*** Opening Exercise passage ***
Predict, Refine, Synthesize: Self-Guiding Diffusion Models for Probabilistic Time Series Forecasting

Abstract
Introduction
Background
1. DDPM
2. Diffusion Guidance
TSDiff
1. Observation Self-Guidance
2. Prediction Refinement

Abstract

Previous TS diffusion models:

focused on developing conditional models tailored to specific forecasting or imputation tasks

TSDiff

TSDiff = Unconditionally-trained diffusion model for time series
Explore the potential of task-agnostic, unconditional diffusion models
Self-guidance mechanism
- Enables conditioning TSDiff for downstream tasks during inference
  - without requiring auxiliary networks or altering the training procedure

3 different TS tasks

(1) Forecasting
- competitive with several task-specific conditional forecasting methods (predict)
(2) Refinement
- leverage the learned implicit probability density of TSDiff to iteratively refine the predictions of base forecasters with reduced computational overhead over reverse diffusion (refine)
(3) Synthetic data generation
- downstream forecasters trained on synthetic samples from TSDiff outperform forecasters that are trained on samples from other SOTA generative time series models

1. Introduction

Diffusion models

Outstanding performance on generative tasks across various domains
Use conditional diffusion models for TS forecasting and imputation tasks

\(\rightarrow\) Task specific …. forego the desirable unconditional generative capabilities of diffusion models.

Question) Can we address multiple (even conditional) downstream tasks with an unconditional diffusion model?

Answer) TSDiff

TSDiff

Unconditional diffusion model for TS

Propose two inference schemes to utilize the model for forecasting.

(1) Self-guidance mechanism
- Enables conditioning the model during inference, without requiring auxiliary networks.
- Makes the unconditional model amenable to arbitrary forecasting (and imputation) tasks
- Experiment: competitive against task-specific models, without requiring conditional training.
(2) Method to iteratively refine predictions of base forecasters
- with reduced computational overhead compared to reverse diffusion
- interpret the implicit probability density learned by TSDiff as an energy-based prior

Generative capabilities of TSDiff

Train multiple downstream forecasters on synthetic samples from TSDiff
Linear Predictive Score (LPS)
*** Closing Exercise passage ***
*** Opening Supplied records ***
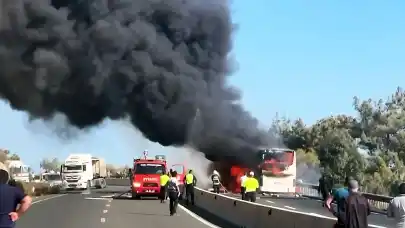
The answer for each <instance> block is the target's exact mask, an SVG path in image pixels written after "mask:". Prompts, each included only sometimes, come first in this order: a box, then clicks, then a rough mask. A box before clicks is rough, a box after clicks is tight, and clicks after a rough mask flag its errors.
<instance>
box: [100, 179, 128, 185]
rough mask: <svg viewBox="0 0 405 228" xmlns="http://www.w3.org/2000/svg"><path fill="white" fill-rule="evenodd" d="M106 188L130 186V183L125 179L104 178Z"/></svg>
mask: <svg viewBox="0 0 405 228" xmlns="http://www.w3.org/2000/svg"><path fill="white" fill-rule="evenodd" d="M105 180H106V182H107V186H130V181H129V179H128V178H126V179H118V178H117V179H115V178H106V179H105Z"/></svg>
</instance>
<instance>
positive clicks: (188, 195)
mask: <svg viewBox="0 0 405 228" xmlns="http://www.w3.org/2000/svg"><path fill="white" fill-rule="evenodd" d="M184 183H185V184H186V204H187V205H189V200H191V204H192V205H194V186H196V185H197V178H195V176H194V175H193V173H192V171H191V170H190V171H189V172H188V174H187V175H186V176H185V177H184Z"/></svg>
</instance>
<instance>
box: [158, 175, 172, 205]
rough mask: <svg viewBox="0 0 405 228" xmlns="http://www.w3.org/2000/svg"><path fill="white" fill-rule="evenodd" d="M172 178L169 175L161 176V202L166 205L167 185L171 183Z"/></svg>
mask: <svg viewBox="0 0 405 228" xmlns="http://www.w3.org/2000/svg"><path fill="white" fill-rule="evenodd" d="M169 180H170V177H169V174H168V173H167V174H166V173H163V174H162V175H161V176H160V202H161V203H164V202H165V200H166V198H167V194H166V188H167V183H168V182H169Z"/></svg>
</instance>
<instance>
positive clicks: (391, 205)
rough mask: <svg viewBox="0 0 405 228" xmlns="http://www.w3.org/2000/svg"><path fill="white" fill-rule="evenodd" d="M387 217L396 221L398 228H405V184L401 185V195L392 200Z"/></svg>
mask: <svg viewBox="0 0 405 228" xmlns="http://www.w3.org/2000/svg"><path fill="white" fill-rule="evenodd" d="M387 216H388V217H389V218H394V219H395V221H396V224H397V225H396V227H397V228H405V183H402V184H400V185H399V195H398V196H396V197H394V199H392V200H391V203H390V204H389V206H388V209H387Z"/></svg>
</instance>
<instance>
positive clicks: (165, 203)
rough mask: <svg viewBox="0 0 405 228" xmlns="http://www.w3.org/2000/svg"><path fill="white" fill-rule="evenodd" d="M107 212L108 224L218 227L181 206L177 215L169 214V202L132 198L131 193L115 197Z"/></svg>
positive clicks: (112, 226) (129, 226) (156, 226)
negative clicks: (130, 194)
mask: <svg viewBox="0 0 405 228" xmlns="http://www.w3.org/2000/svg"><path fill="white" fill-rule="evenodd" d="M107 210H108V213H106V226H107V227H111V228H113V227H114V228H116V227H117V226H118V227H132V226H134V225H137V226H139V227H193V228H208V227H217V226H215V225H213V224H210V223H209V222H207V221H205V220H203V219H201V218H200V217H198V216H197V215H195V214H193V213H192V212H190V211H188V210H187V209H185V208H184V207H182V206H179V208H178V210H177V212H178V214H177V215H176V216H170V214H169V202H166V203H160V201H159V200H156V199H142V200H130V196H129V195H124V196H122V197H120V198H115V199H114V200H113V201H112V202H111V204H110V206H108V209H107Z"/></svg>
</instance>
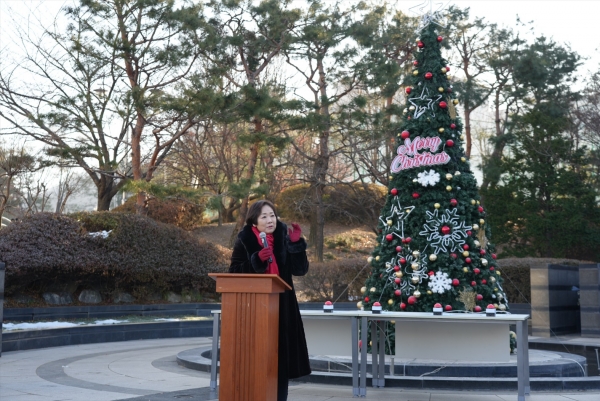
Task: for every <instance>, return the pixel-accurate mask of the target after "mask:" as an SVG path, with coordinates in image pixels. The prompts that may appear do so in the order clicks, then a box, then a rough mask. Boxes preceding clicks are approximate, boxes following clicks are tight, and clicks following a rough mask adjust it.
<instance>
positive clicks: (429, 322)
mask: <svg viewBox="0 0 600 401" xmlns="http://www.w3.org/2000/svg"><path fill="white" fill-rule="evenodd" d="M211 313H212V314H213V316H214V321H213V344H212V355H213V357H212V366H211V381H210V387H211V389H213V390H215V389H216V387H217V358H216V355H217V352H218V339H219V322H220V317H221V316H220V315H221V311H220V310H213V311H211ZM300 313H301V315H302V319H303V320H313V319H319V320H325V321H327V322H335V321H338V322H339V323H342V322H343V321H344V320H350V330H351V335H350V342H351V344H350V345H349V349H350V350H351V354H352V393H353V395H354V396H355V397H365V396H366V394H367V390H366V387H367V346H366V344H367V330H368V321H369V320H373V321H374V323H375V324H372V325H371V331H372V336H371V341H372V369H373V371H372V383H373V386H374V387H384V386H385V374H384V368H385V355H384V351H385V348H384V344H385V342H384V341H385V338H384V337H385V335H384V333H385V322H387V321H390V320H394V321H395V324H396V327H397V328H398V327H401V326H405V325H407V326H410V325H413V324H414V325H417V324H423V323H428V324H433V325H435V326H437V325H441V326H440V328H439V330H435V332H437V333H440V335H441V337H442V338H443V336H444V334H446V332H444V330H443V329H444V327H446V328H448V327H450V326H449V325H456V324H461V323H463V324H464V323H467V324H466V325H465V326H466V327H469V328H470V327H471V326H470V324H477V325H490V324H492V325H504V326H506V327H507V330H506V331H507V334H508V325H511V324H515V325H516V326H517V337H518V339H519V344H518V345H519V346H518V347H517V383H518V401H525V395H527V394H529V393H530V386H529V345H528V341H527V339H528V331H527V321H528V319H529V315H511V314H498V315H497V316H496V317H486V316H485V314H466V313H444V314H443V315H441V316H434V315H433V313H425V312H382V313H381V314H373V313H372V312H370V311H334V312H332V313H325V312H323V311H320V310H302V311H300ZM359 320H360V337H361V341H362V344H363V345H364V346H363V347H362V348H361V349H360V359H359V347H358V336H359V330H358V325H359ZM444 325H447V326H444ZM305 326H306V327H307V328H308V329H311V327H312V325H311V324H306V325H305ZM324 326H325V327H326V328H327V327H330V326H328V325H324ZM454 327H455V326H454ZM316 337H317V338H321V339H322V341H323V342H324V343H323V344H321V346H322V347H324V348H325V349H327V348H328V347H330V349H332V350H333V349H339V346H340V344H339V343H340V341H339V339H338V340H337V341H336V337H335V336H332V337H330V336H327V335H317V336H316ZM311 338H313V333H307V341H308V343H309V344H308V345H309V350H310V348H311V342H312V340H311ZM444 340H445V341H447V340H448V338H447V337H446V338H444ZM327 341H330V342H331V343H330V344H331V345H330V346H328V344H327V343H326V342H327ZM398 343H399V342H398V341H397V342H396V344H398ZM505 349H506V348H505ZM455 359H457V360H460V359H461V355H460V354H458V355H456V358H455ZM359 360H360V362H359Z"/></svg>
*** Closing Supplied records ***
In the text about TSDiff, what does the refinement method interpret the implicit probability density learned by TSDiff as? Rely only on the text about TSDiff.

An energy-based prior.